From the data below, restate every line word for word.

------------------------------

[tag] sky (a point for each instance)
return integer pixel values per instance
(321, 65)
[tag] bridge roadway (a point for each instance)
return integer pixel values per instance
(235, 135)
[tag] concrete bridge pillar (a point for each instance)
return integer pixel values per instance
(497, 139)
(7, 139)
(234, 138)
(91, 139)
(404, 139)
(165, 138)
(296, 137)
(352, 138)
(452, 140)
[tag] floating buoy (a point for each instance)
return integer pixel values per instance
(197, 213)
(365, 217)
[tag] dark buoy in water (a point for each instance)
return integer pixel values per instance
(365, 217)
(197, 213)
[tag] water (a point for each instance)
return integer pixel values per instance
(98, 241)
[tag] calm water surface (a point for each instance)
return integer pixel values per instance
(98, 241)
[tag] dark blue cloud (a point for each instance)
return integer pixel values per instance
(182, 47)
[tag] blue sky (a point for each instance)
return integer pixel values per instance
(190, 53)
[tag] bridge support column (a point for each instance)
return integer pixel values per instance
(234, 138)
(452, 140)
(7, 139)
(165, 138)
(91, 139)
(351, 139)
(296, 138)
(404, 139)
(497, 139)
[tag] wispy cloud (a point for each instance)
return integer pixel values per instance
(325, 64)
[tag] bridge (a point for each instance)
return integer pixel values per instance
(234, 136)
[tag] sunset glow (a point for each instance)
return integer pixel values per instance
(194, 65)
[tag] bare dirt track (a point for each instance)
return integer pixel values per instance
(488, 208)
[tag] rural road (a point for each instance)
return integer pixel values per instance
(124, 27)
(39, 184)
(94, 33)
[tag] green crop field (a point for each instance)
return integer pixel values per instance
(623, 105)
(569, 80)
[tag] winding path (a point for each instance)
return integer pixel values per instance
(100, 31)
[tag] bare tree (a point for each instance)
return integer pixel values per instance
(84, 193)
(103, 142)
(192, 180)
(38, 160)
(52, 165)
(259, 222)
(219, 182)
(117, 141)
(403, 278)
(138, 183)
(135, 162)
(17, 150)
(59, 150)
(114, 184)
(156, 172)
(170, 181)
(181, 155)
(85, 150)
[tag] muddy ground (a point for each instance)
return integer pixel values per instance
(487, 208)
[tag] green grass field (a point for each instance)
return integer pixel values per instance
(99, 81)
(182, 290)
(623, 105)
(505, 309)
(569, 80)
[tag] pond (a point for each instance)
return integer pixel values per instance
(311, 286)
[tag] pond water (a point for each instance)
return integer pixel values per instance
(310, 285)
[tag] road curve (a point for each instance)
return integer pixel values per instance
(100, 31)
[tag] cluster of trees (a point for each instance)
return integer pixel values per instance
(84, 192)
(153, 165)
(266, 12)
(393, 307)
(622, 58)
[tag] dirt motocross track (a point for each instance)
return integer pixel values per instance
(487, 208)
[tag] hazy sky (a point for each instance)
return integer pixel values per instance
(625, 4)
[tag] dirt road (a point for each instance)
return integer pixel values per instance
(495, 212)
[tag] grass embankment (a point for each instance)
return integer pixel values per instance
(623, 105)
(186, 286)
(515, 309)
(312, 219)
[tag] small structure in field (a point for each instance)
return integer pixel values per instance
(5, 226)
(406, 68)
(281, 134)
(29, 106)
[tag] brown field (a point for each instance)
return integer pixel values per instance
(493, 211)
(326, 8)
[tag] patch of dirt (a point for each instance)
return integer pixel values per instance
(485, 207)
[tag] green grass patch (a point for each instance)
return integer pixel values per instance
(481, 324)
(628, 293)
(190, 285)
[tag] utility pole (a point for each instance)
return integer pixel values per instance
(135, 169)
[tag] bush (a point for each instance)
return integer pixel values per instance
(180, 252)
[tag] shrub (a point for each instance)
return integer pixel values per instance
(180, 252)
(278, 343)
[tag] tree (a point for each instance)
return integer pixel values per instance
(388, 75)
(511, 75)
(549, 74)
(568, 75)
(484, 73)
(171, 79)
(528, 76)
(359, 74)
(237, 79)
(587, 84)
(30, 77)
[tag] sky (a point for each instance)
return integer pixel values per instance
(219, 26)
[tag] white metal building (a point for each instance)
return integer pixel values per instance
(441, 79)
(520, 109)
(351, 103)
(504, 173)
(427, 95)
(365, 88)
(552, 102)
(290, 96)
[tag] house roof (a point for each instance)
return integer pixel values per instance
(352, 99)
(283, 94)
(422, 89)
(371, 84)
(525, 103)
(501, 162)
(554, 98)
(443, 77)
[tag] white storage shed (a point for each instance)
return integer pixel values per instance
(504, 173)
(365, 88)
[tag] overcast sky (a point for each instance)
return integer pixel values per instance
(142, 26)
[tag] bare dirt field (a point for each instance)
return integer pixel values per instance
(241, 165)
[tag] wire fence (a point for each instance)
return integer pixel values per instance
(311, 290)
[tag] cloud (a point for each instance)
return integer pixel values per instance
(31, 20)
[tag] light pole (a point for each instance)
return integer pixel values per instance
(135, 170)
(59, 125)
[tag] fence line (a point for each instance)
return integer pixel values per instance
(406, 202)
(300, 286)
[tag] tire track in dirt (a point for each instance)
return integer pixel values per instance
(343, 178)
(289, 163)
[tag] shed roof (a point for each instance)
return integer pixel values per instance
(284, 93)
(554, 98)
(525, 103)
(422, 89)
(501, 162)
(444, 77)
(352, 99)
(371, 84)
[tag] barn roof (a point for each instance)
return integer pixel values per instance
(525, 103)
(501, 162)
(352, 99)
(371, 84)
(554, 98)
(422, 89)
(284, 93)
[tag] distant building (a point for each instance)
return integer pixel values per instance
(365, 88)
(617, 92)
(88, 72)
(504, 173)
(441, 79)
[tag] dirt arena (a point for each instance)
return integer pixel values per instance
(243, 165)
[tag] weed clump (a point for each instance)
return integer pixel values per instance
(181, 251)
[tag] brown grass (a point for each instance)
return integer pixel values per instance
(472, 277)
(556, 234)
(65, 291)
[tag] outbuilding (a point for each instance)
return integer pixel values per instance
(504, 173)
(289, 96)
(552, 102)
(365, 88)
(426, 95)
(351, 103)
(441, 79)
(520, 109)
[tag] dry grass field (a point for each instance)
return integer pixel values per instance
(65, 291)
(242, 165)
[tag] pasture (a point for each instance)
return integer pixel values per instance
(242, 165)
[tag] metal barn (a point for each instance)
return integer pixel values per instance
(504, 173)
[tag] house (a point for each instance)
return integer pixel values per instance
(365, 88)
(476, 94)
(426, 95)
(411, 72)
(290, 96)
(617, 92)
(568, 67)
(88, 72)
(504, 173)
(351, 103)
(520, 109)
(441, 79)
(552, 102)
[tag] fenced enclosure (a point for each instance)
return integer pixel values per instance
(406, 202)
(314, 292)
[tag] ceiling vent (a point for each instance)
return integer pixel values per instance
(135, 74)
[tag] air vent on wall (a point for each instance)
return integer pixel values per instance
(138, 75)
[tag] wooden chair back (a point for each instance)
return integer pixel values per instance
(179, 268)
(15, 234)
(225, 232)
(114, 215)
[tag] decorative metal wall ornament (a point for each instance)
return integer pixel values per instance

------------------------------

■ Exercise answer:
[tag] sky (a point for each instance)
return integer pixel values per instance
(321, 65)
[tag] bridge roadway (a point for each instance)
return integer pixel values per instance
(235, 135)
[tag] concrete bridge pillar (a point for each instance)
return integer pixel values per instance
(497, 139)
(7, 139)
(234, 138)
(91, 139)
(404, 139)
(165, 138)
(296, 137)
(352, 138)
(452, 140)
[tag] floating buoy (a point for each instance)
return integer pixel values per instance
(197, 213)
(365, 217)
[tag] dark buoy in water (a point for each instance)
return integer pixel values per instance
(365, 217)
(197, 213)
[tag] water (a point for each instance)
return integer pixel values per instance
(98, 241)
[tag] calm water surface (a point for each instance)
return integer pixel values per instance
(98, 241)
[tag] dark blue cloud (a point for each instance)
return integer pixel values per instance
(182, 47)
[tag] blue sky (a point for each instance)
return integer pixel values per instance
(190, 53)
[tag] bridge support column (a point for each instance)
return integer pixel values per instance
(234, 138)
(452, 140)
(7, 139)
(165, 138)
(91, 139)
(351, 139)
(296, 138)
(404, 139)
(497, 139)
[tag] wispy cloud (a point for each instance)
return integer pixel values per instance
(325, 64)
[tag] bridge (a point for each instance)
return integer pixel values per instance
(234, 136)
[tag] sunset glow (a point for each instance)
return integer pixel values per instance
(194, 65)
[tag] bare dirt track (a point for each instance)
return integer pixel values per instance
(488, 208)
[tag] rural road (a point for each instance)
return integer pixel values per instance
(124, 27)
(39, 184)
(94, 33)
[tag] green crop field (a point for each instance)
return integer pixel values per instance
(623, 105)
(569, 80)
[tag] winding path (a point for each instance)
return integer pixel values per instance
(100, 31)
[tag] bare tree (a point for each instance)
return integer pixel values per instance
(84, 193)
(103, 142)
(192, 180)
(38, 160)
(52, 165)
(259, 222)
(219, 182)
(117, 141)
(403, 278)
(138, 183)
(135, 162)
(17, 150)
(59, 150)
(114, 184)
(156, 172)
(170, 181)
(181, 155)
(85, 150)
[tag] muddy ground (a point for each instance)
return integer pixel values per instance
(487, 208)
[tag] green grass field (a point for each instance)
return integer pixel values per instance
(99, 81)
(182, 290)
(623, 105)
(505, 309)
(569, 80)
[tag] pond (a point for each instance)
return integer pixel values per instance
(311, 286)
[tag] pond water (a point for each instance)
return integer pixel values per instance
(310, 285)
[tag] road curve (a point for each instance)
return integer pixel values per instance
(100, 31)
[tag] cluster of trees (a point for each instance)
return integer pixel values per instance
(84, 192)
(153, 165)
(266, 12)
(393, 307)
(622, 58)
[tag] dirt motocross track (a point for each instance)
return integer pixel values per instance
(487, 208)
[tag] hazy sky (a point for each instance)
return integer pixel values per instance
(625, 4)
[tag] dirt road (a point for each instance)
return integer pixel values per instance
(495, 212)
[tag] grass embankment (a point for each instance)
return integer pixel values per instance
(623, 105)
(186, 286)
(515, 309)
(312, 219)
[tag] small structure in field (a point for each instance)
return integer pixel values per instance
(5, 226)
(406, 68)
(281, 134)
(29, 106)
[tag] brown field (a point for each instance)
return integer pixel values per instance
(493, 211)
(326, 8)
[tag] patch of dirt (a point for each instance)
return integer pixel values per instance
(485, 207)
[tag] green grass patch (a point for each instance)
return integer pixel values per instance
(481, 324)
(628, 293)
(190, 285)
[tag] utility pole (a point for each instance)
return integer pixel values per instance
(135, 169)
[tag] bush (a point for each instance)
return integer pixel values per instance
(180, 252)
[tag] shrub (a point for each instance)
return integer pixel values per instance
(180, 252)
(278, 343)
[tag] tree (a point for each instance)
return integer pixel values per instance
(388, 75)
(511, 75)
(549, 74)
(568, 75)
(484, 73)
(171, 79)
(528, 76)
(359, 74)
(237, 79)
(587, 84)
(30, 77)
[tag] sky (a point for each instance)
return integer pixel values per instance
(219, 26)
[tag] white metal building (a point for each instance)
return integer pixel values per instance
(441, 79)
(520, 109)
(351, 103)
(504, 173)
(427, 95)
(365, 88)
(552, 102)
(290, 96)
[tag] house roof (a point for each instance)
return integer pixel values per instance
(352, 99)
(283, 94)
(422, 89)
(371, 84)
(525, 103)
(501, 162)
(554, 98)
(443, 77)
[tag] white storage shed (a point for each instance)
return integer pixel values per instance
(504, 173)
(365, 88)
[tag] overcast sky (a point for each instance)
return integer pixel values per instance
(142, 26)
[tag] bare dirt field (a point for each instance)
return integer pixel values per instance
(241, 165)
[tag] wire fence (a point for each instance)
return integer pixel values per instance
(311, 290)
[tag] cloud (a point for each instance)
return integer pixel values per instance
(31, 20)
[tag] light pole (a point for each instance)
return integer pixel values per instance
(135, 170)
(59, 125)
[tag] fence line (a point for each instance)
return integer pixel values per instance
(406, 202)
(300, 286)
[tag] tire track in dirt (a point for each instance)
return integer pixel values per instance
(343, 178)
(289, 163)
[tag] shed roof (a point for each instance)
return integer pixel values per instance
(284, 93)
(554, 98)
(525, 103)
(422, 89)
(501, 162)
(444, 77)
(352, 99)
(371, 84)
[tag] barn roof (a point for each instance)
return integer pixel values per instance
(525, 103)
(501, 162)
(352, 99)
(371, 84)
(554, 98)
(422, 89)
(284, 93)
[tag] distant building (a point for each instance)
return integer pixel values per instance
(365, 88)
(617, 92)
(88, 72)
(504, 173)
(441, 79)
[tag] dirt arena (a point for each instance)
return integer pixel values per instance
(243, 165)
[tag] weed clump (a point for each instance)
return integer pixel values per instance
(181, 251)
[tag] brown grass (a point for each instance)
return integer pixel values per instance
(472, 277)
(556, 234)
(65, 291)
[tag] outbuilding (a point for each instance)
return integer pixel values per instance
(504, 173)
(289, 96)
(552, 102)
(365, 88)
(426, 95)
(351, 103)
(441, 79)
(520, 109)
[tag] dry grass field (a point for each instance)
return integer pixel values per instance
(65, 291)
(242, 165)
[tag] pasture (a point for each instance)
return integer pixel values per instance
(242, 165)
[tag] metal barn (a point for each instance)
return integer pixel values per instance
(504, 173)
[tag] house (a point for each instance)
return integer pixel values per instance
(365, 88)
(476, 94)
(426, 95)
(411, 72)
(290, 96)
(617, 92)
(568, 67)
(88, 72)
(504, 173)
(351, 103)
(520, 109)
(441, 79)
(552, 102)
[tag] fenced enclosure (a point for each instance)
return integer pixel values per instance
(406, 202)
(314, 292)
[tag] ceiling vent (a point for each instance)
return integer pixel values per instance
(135, 74)
[tag] air vent on wall (a point for each instance)
return integer pixel values per instance
(138, 75)
[tag] wooden chair back (a point for each instance)
return integer pixel values per instance
(179, 268)
(15, 234)
(225, 232)
(114, 215)
[tag] decorative metal wall ornament (a point for each instance)
return integer pixel values per instance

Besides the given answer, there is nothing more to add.